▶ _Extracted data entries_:

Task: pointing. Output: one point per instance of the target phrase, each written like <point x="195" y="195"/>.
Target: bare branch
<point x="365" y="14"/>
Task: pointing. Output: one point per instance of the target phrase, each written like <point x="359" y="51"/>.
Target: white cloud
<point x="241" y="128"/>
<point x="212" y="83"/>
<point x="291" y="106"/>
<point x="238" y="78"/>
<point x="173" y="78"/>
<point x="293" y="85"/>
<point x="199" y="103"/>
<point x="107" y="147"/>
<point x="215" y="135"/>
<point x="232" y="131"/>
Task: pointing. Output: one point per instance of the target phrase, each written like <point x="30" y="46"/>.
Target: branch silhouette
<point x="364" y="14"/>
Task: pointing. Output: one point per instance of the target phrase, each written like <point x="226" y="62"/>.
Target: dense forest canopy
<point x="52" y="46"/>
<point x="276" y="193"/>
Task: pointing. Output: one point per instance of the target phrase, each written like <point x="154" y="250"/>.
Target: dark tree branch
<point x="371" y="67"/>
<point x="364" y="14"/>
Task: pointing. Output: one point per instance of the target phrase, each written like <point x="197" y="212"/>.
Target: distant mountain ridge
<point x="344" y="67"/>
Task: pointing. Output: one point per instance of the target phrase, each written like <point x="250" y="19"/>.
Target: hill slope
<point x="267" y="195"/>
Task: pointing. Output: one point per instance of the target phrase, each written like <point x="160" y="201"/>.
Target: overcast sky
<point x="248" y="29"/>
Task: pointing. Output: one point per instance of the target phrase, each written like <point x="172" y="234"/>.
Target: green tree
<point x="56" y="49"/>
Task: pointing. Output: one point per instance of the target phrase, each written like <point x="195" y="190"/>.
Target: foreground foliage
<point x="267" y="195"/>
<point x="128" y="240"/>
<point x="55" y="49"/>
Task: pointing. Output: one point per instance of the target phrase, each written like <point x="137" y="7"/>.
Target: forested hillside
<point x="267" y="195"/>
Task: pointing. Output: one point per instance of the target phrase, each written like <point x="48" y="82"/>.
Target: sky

▶ _DESCRIPTION OF THE TASK_: Copy every record exactly as presented.

▶ _FULL RESPONSE_:
Task: pointing. Output: one point per instance of the target phrase, each written like <point x="195" y="195"/>.
Target: bare branch
<point x="365" y="14"/>
Task: pointing. Output: one point per instance of the target phrase, each written like <point x="359" y="51"/>.
Target: white cloud
<point x="241" y="128"/>
<point x="212" y="83"/>
<point x="291" y="106"/>
<point x="238" y="78"/>
<point x="173" y="78"/>
<point x="293" y="85"/>
<point x="199" y="103"/>
<point x="107" y="147"/>
<point x="215" y="135"/>
<point x="232" y="131"/>
Task: pointing. Output: one point per instance of the target phrase, each written like <point x="30" y="46"/>.
Target: branch silhouette
<point x="364" y="14"/>
Task: pointing. Output: one point per instance of the target phrase, each written like <point x="226" y="62"/>.
Target: dense forest canopy
<point x="52" y="46"/>
<point x="276" y="193"/>
Task: pointing. Output: one point per instance of the target phrase, each written like <point x="154" y="250"/>.
Target: dark tree branch
<point x="371" y="67"/>
<point x="364" y="14"/>
Task: pointing. Output: one point per instance of the target phrase, each written like <point x="197" y="212"/>.
Target: distant mountain ridge
<point x="344" y="67"/>
Task: pointing. Output: one point per instance of the target phrase, each written like <point x="250" y="19"/>.
Target: hill slope
<point x="267" y="195"/>
Task: pointing. Output: one point per instance of the target phrase, each written like <point x="160" y="201"/>.
Target: overcast sky
<point x="248" y="29"/>
Task: pointing. Output: one point per instance of the target phrase, each written like <point x="172" y="234"/>.
Target: green tree
<point x="56" y="49"/>
Task: pointing. Output: one point per instance of the target phrase, each written like <point x="195" y="190"/>.
Target: foreground foliage
<point x="267" y="195"/>
<point x="128" y="240"/>
<point x="55" y="49"/>
Task: pointing. Output: one point per instance of the target phrase, each written like <point x="137" y="7"/>.
Target: forested hillside
<point x="267" y="195"/>
Task: pointing. Output: one point per instance of the target phrase, each written like <point x="48" y="82"/>.
Target: sky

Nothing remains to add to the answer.